**EXERCISE**
Whenever a line of the data below holds the string "closet", copy that line.

═══ AVAILABLE RECORDS

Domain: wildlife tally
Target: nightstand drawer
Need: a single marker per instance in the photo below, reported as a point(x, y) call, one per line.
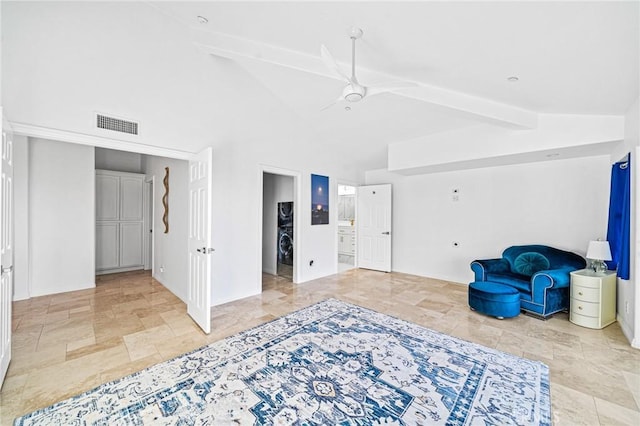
point(585, 281)
point(585, 308)
point(585, 294)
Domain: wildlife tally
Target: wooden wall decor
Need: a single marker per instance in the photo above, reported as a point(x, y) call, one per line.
point(165, 201)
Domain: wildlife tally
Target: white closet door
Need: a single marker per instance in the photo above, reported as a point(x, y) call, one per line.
point(131, 189)
point(130, 244)
point(107, 251)
point(107, 197)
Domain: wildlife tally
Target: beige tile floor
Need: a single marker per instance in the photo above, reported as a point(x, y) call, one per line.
point(68, 343)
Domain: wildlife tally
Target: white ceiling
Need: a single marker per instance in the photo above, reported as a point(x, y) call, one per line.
point(570, 58)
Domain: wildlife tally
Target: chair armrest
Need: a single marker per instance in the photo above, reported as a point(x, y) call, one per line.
point(481, 267)
point(552, 278)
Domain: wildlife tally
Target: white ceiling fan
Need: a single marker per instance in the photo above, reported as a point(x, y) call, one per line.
point(354, 91)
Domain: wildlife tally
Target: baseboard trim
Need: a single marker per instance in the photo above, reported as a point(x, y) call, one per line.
point(626, 330)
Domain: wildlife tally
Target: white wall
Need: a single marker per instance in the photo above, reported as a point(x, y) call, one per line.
point(61, 217)
point(119, 161)
point(214, 102)
point(21, 217)
point(277, 188)
point(560, 203)
point(627, 294)
point(170, 250)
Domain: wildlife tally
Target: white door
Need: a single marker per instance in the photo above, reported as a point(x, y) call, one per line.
point(199, 298)
point(6, 248)
point(374, 227)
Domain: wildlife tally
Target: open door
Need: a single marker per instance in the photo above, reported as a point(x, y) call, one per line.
point(6, 248)
point(200, 181)
point(374, 227)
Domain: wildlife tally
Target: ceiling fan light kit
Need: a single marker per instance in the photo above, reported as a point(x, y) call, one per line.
point(354, 91)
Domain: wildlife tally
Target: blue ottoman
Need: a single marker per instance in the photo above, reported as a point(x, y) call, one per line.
point(498, 300)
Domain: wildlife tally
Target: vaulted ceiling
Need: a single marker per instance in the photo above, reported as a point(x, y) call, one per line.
point(568, 57)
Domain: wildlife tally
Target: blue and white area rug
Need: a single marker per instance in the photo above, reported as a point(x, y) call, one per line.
point(329, 364)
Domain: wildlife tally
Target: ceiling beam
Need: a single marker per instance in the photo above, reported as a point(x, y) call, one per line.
point(481, 109)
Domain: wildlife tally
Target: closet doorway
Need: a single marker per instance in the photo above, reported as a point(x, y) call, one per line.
point(278, 230)
point(346, 227)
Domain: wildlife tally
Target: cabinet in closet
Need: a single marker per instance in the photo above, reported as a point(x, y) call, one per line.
point(119, 221)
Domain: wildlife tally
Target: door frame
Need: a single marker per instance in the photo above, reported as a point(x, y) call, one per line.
point(355, 216)
point(148, 207)
point(99, 142)
point(297, 197)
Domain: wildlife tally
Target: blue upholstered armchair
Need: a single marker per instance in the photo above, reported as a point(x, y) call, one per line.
point(539, 273)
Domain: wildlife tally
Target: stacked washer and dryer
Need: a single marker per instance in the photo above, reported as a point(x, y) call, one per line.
point(285, 239)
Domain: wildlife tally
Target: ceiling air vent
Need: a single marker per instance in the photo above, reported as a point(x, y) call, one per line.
point(116, 124)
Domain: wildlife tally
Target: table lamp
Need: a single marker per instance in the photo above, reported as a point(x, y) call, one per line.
point(597, 252)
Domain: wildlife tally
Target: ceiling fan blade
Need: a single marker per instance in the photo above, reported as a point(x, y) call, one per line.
point(389, 87)
point(331, 63)
point(340, 99)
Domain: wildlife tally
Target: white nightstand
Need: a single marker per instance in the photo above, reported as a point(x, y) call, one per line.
point(593, 298)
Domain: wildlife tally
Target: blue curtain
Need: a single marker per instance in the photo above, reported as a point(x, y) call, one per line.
point(619, 217)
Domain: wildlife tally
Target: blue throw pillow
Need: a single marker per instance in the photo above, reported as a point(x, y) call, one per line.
point(529, 263)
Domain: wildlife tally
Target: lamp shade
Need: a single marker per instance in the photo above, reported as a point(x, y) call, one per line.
point(599, 250)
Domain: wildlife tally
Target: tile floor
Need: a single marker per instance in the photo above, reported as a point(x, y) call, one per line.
point(68, 343)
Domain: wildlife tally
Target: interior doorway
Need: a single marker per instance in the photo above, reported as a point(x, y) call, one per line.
point(278, 225)
point(346, 227)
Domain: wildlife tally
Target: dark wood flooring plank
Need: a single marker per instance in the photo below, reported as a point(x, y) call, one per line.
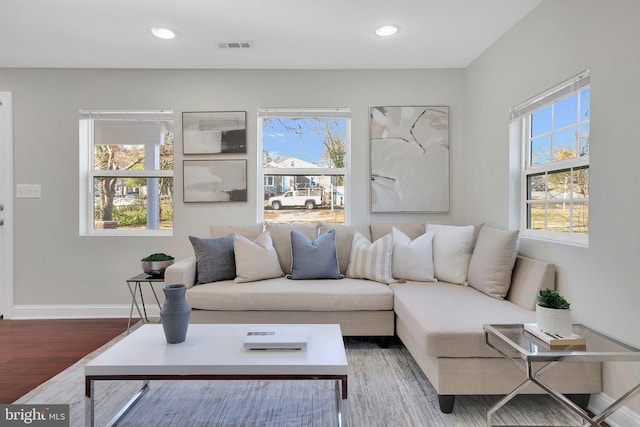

══════

**SOLUTION TO THIS TASK**
Target: white closet door
Target: closet doorway
Target: cabinet in closet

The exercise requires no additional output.